## YOUR INSTRUCTIONS
Even the shortest line counts, so transcribe all the data exactly.

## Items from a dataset
● ● ● ●
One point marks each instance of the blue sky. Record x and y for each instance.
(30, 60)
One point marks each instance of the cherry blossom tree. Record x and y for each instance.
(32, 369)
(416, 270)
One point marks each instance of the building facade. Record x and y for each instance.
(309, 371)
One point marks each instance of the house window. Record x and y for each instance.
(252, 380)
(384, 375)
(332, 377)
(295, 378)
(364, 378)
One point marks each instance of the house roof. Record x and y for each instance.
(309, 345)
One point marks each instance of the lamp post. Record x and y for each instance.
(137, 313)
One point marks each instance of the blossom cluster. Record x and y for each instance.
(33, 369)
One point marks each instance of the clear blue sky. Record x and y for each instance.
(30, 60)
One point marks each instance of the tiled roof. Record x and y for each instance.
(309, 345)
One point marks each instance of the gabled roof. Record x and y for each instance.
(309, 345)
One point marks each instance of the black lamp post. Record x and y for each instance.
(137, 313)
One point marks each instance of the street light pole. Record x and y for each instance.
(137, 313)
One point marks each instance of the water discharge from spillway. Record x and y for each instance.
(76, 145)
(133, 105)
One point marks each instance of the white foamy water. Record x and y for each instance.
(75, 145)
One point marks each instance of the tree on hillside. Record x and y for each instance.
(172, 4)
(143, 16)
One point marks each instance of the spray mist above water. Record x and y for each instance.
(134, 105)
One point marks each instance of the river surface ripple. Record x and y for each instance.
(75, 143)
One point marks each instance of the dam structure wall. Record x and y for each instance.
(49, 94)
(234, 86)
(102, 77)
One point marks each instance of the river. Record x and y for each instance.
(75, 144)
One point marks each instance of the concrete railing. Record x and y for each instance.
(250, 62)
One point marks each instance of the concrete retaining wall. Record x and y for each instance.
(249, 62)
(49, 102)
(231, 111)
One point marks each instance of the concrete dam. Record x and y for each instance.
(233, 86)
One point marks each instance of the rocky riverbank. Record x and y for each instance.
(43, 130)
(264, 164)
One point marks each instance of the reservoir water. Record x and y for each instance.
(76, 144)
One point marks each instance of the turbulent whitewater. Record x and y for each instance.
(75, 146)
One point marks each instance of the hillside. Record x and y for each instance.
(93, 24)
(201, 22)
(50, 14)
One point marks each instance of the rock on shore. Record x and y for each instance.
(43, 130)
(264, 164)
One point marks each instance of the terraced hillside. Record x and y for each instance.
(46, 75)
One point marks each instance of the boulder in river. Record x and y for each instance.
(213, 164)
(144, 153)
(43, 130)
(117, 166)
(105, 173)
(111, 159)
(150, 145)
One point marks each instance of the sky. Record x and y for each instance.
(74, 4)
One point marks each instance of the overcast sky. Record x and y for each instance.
● ● ● ●
## OUTPUT
One point marks each instance of the blue sky. Record x and y for each instance.
(30, 60)
One point marks each instance of the cherry blossom tree. Record x and y for each instance.
(32, 369)
(416, 270)
One point marks each instance of the building facade. Record x and y for each instance.
(309, 371)
One point marks each instance of the house window. Record x and y for each instance.
(252, 380)
(384, 375)
(332, 377)
(295, 378)
(364, 378)
One point marks each instance of the house roof. Record x and y for each instance.
(309, 345)
One point marks each instance of the lamp post. Record x and y for each instance.
(137, 313)
One point marks each instance of the blossom cluster. Record x and y for each instance.
(33, 369)
One point marks each instance of the clear blue sky. Record x and y for each instance.
(30, 60)
One point marks each instance of the tiled roof. Record x and y for each instance.
(309, 345)
One point marks each instance of the gabled roof. Record x and y for each instance.
(309, 345)
One point marks each instance of the black lamp post. Record x and y for each instance.
(137, 313)
One point marks each instance of the street light pole. Record x and y for each instance.
(137, 313)
One point marks each instance of the water discharge from spillway. Record x and y for each instance.
(76, 145)
(133, 105)
One point marks each instance of the white foamy water. Record x and y for each instance.
(75, 145)
One point marks each instance of the tree on hillside. Record x and y for each instance.
(172, 4)
(143, 16)
One point marks each instance of the spray mist above water. Record x and y for each instance.
(134, 105)
One point marks each instance of the river surface ripple. Record x and y for each instance.
(75, 143)
One point marks each instance of the dam structure wall. Record x and y for each instance.
(49, 94)
(234, 86)
(102, 77)
One point marks each instance of the river. Record x and y for each instance.
(75, 144)
One point marks each instance of the concrete railing. Record x and y for each instance.
(250, 62)
One point marks each instance of the concrete retaining wall. Record x and y for each instance.
(249, 62)
(49, 102)
(231, 111)
One point marks each instance of the concrete dam. Record x and y for each instance.
(233, 86)
One point marks each instance of the rocky riverbank. Record x and y for each instance.
(43, 130)
(264, 164)
One point marks each instance of the reservoir water. Record x and y for each instance.
(76, 144)
One point marks each instance of the turbulent whitewater. Record x and y for each instance.
(75, 146)
One point marks each instance of the hillside. Record x and y for each instance.
(93, 24)
(201, 22)
(50, 14)
One point marks each instance of the rock on shore. Record x and y for each instance.
(43, 130)
(264, 164)
One point marks each instance of the terraced hillside. Record x and y for each instance.
(46, 75)
One point marks each instance of the boulder in river. Record x and y for each instance.
(213, 164)
(144, 153)
(43, 130)
(117, 166)
(105, 173)
(111, 159)
(150, 145)
One point marks each instance of the sky. Record x and y for each instance.
(74, 4)
One point marks each instance of the overcast sky. Record x and y for each instance.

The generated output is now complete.